* _Written instruction_
Reproduce all of the items below, substituting "marker" for every occurrence of "dot" and leaving all other text unchanged.

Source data

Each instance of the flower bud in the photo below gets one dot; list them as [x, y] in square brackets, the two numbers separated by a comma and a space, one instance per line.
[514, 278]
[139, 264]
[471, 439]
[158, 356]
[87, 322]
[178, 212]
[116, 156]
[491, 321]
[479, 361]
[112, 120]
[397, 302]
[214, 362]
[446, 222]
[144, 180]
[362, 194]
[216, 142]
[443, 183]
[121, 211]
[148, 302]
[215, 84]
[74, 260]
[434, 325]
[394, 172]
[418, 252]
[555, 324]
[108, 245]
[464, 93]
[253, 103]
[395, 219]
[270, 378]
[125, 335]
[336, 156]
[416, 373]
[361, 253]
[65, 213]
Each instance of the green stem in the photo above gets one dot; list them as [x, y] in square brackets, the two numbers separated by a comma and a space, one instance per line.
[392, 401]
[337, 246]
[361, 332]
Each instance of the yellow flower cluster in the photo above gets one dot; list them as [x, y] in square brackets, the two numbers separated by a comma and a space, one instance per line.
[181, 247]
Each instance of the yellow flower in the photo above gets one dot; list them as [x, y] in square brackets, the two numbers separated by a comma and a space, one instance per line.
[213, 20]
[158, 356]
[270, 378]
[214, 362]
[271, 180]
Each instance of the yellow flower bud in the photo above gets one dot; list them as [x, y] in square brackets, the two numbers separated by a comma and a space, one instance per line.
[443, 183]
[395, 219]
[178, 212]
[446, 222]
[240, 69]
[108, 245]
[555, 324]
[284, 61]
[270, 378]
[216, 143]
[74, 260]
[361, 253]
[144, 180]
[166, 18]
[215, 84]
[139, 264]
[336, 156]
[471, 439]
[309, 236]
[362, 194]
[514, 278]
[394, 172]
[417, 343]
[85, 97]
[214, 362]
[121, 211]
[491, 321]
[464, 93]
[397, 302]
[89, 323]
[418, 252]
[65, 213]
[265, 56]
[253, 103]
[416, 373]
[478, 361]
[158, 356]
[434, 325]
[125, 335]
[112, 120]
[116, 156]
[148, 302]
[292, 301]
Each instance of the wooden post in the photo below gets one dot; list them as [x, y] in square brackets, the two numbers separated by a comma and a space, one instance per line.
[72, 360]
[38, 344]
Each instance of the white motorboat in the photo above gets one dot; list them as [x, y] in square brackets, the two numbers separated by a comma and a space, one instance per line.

* _Solution below_
Each instance of the flower bud in the photo below gets one marker; list them as [x, y] in square brackets, the two numbers separated by a comma and a space, one instance per line.
[514, 278]
[139, 264]
[471, 439]
[158, 356]
[87, 322]
[178, 212]
[116, 156]
[491, 321]
[479, 361]
[112, 120]
[397, 302]
[214, 362]
[446, 222]
[144, 180]
[362, 194]
[216, 142]
[443, 183]
[121, 211]
[148, 302]
[215, 84]
[74, 260]
[434, 325]
[394, 172]
[418, 252]
[555, 324]
[108, 245]
[464, 93]
[253, 103]
[395, 219]
[270, 378]
[125, 335]
[336, 156]
[416, 373]
[361, 253]
[65, 213]
Each instance of the green stem in the photo above gets one marker; list them as [x, y] in square brackets, the two numbers separated by a comma and a space, one instance per line.
[392, 401]
[337, 246]
[361, 332]
Each instance of the yellow flower cluster in the photo above gets one marker; list them as [x, y] in square brackets, the two numbers separated by a comma and a space, one instance per line.
[181, 247]
Each instance of the yellow flower in the photo above gets one marker; list them as [x, y] in square brackets, the two numbers separated by a comma and a space, one instance per line.
[213, 20]
[158, 356]
[270, 378]
[214, 362]
[271, 180]
Each instance of the yellow flower bud in the photo above gets one marker; list them as [x, y] in square brackets, the two numbers separated by a comma and a space, one instance per line.
[443, 183]
[395, 219]
[178, 212]
[446, 222]
[240, 69]
[108, 245]
[555, 324]
[284, 61]
[270, 378]
[216, 143]
[74, 260]
[361, 253]
[144, 180]
[166, 18]
[215, 84]
[139, 264]
[336, 156]
[471, 439]
[309, 236]
[362, 194]
[514, 278]
[394, 172]
[417, 343]
[85, 97]
[214, 362]
[121, 211]
[491, 321]
[464, 93]
[397, 302]
[89, 323]
[418, 252]
[65, 213]
[265, 56]
[253, 103]
[416, 373]
[478, 361]
[158, 356]
[434, 325]
[125, 335]
[112, 120]
[116, 156]
[148, 302]
[292, 301]
Each instance of the wooden post in the photo below gets one marker; list them as [x, y] in square brackets, the two numbers separated by a comma and a space, one instance per line.
[72, 360]
[38, 344]
Each instance of the white motorboat in the photo above gets one marker; list them as [x, y] in square brackets, the two numbers separated by a comma and a space, one instance per line.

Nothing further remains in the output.